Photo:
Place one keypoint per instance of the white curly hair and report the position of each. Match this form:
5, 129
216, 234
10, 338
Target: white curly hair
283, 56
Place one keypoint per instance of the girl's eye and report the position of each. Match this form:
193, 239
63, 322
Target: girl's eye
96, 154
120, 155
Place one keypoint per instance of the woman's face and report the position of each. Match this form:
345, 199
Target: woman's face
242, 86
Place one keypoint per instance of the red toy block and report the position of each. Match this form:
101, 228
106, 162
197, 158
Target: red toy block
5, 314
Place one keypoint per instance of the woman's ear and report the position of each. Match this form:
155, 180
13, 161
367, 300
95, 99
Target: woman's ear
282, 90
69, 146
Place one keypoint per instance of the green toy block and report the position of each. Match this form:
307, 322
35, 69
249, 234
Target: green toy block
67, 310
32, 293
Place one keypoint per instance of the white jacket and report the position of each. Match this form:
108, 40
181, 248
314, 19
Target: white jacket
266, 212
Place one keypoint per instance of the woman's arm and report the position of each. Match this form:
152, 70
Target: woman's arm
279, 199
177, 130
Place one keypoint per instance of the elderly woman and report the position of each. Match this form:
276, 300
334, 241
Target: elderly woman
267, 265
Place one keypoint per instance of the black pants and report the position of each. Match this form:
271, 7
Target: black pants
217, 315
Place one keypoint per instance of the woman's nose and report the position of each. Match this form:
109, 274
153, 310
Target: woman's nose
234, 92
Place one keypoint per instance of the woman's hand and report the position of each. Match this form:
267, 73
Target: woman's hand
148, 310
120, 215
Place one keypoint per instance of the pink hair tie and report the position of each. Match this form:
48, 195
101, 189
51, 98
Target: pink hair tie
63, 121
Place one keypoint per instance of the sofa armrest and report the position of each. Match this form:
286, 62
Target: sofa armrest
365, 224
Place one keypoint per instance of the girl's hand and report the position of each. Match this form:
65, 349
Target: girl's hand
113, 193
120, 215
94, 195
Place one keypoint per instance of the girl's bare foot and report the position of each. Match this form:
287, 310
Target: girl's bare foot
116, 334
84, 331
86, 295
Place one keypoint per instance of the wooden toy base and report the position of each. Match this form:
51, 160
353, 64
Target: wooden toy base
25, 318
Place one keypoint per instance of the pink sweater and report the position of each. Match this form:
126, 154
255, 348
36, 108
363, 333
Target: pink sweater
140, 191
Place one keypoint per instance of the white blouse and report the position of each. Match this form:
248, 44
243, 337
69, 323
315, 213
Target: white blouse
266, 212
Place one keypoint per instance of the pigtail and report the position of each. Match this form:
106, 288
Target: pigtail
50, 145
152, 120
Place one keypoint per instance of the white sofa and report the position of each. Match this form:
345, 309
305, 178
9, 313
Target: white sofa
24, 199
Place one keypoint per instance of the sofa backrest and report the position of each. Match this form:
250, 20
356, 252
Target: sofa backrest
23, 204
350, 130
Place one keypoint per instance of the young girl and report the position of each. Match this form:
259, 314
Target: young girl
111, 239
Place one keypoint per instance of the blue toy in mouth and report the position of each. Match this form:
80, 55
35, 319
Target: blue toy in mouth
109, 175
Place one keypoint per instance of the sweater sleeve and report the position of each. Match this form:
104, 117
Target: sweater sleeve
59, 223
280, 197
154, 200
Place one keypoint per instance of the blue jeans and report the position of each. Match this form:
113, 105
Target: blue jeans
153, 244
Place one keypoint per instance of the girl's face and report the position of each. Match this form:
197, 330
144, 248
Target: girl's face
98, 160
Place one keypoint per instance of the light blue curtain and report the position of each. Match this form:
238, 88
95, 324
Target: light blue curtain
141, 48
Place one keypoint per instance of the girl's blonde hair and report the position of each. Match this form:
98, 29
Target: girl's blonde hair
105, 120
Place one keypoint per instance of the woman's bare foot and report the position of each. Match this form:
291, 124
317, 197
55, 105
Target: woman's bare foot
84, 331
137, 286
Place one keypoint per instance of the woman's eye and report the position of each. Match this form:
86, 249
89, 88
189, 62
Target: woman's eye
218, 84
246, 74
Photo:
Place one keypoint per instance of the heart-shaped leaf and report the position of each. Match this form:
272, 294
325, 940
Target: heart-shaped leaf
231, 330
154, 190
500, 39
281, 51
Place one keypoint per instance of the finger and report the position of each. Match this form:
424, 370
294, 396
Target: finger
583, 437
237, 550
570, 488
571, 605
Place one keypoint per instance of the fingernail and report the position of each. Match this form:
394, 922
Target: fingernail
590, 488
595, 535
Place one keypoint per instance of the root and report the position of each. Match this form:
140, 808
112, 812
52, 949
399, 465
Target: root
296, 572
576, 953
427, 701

▬▬▬

* Your instructions: Quote all of the records above word for word, line for line.

* Result of this task:
Photo:
Place one keypoint per instance of the white curly hair and report the position of each. Match this form:
5, 129
216, 234
10, 338
Target: white curly hair
283, 56
Place one keypoint per instance of the girl's eye and report the position of each. Match this form:
193, 239
63, 322
Target: girl's eye
96, 154
120, 155
Place one keypoint per instance of the woman's face and report the position of each. Match this form:
345, 199
Target: woman's face
242, 86
Place one keypoint per instance of the red toy block and report the position of each. Match this form:
101, 228
106, 162
197, 158
Target: red toy block
5, 314
Place one keypoint per instance of the woman's ear and report the position of each. Match this form:
155, 180
13, 161
367, 300
95, 99
Target: woman's ear
282, 90
69, 146
Place one keypoint per instance of the green toy block and report the position of each. Match this form:
307, 322
35, 69
249, 234
Target: green toy block
67, 310
32, 293
Place one keypoint per instance of the white jacket and report the position of each. Match this form:
108, 40
181, 248
314, 19
Target: white jacket
266, 212
Place one keypoint per instance of the woman's arm and report the position of each. Match this form:
152, 70
Target: woman's arm
279, 199
177, 130
Place one keypoint per instance of the elderly woman and report the position of each. Match this form:
276, 300
334, 241
Target: elderly woman
267, 265
Place one keypoint per instance of the black pants and report the position of each. Match this form:
271, 7
Target: black pants
217, 315
Place one keypoint per instance of the woman's nose and report the position of each. Match this form:
109, 274
153, 310
Target: woman's nose
234, 92
Place one keypoint per instance of the woman's hand and report the position of each. Match this form:
267, 73
Target: woman's hand
148, 310
120, 215
Place one keypoint per instance of the pink hair tie and report the position of each. Match this form:
48, 195
101, 189
51, 98
Target: pink hair tie
63, 121
Place one keypoint per instance of the sofa armrest and report the position of each. Match this form:
286, 62
Target: sofa armrest
365, 224
Place one keypoint per instance of the girl's hand and report the position of each. Match this form:
65, 349
Target: girl's hand
113, 193
120, 215
94, 195
Place one keypoint per instance of the girl's bare foot and report the position of each. Match this form:
287, 310
Target: girl's bare foot
116, 334
84, 331
86, 295
Place one keypoint per instance of the wooden toy base and report the position of each. Match this form:
51, 160
353, 64
Target: wooden toy base
25, 318
Place one keypoint per instance of the pink sweater and report the position of each. Match this form:
126, 154
255, 348
36, 108
363, 333
Target: pink sweater
140, 191
Place one keypoint per instance of the white blouse and report the position of each. Match this form:
248, 44
243, 337
69, 323
315, 213
Target: white blouse
266, 212
Place one keypoint per instance of the pigtail and report the position of each. Match this form:
106, 288
Target: pigtail
50, 145
152, 120
Place one keypoint per instance of the white sofa and report the position of each. Match this form:
345, 309
305, 178
9, 313
Target: white sofa
24, 199
Place one keypoint per instance of the sofa backrest and report the position of each. Match this form:
250, 20
356, 252
Target: sofa backrest
23, 204
350, 130
Place one keypoint per instance of the young girl and report the position of each. Match this form:
259, 314
Target: young girl
111, 239
Place one keypoint per instance of the blue toy in mouth and report the position of each. Match this form:
80, 55
35, 319
Target: blue toy in mouth
109, 175
Place one keypoint per instance of the sweater sleeve and report the position of each. Match this form:
104, 117
Target: sweater sleeve
59, 223
280, 197
154, 200
Place one keypoint per instance of the blue jeans and report the position of each. Match this form:
113, 105
Target: blue jeans
153, 244
Place one keypoint per instance of the girl's face and report the position of each. Match this form:
197, 330
144, 248
Target: girl's face
98, 160
Place one keypoint per instance of the light blue curtain and report the position of each. Match this form:
238, 88
95, 324
Target: light blue curtain
141, 48
Place one keypoint per instance of the girl's blonde hair and report the position of each. Match this form:
98, 29
Target: girl's blonde hair
105, 120
Place one keypoint per instance of the woman's bare foot and report the position of each. Match this form:
291, 124
317, 197
55, 105
Target: woman's bare foot
84, 331
137, 286
Place one keypoint per instance of the woman's eye and report the position of each. Match this form:
86, 249
89, 88
189, 62
Target: woman's eye
218, 84
246, 74
Photo:
Place one keypoint per instance of the heart-shaped leaf and report the position of each. Match this form:
272, 294
325, 940
Target: heart-shaped leaf
231, 330
154, 190
500, 39
281, 51
Place one keypoint per instance of the finger and report the position of each. Match this form:
424, 370
294, 396
Target: finger
583, 437
237, 550
570, 488
571, 605
Place one keypoint per instance of the fingernail and report the position of each. Match this form:
394, 922
Target: fingernail
590, 488
595, 535
Place one keypoint per instance of the root and report the position of each. Match this form:
140, 808
112, 812
52, 949
399, 465
Target: root
296, 572
576, 953
427, 701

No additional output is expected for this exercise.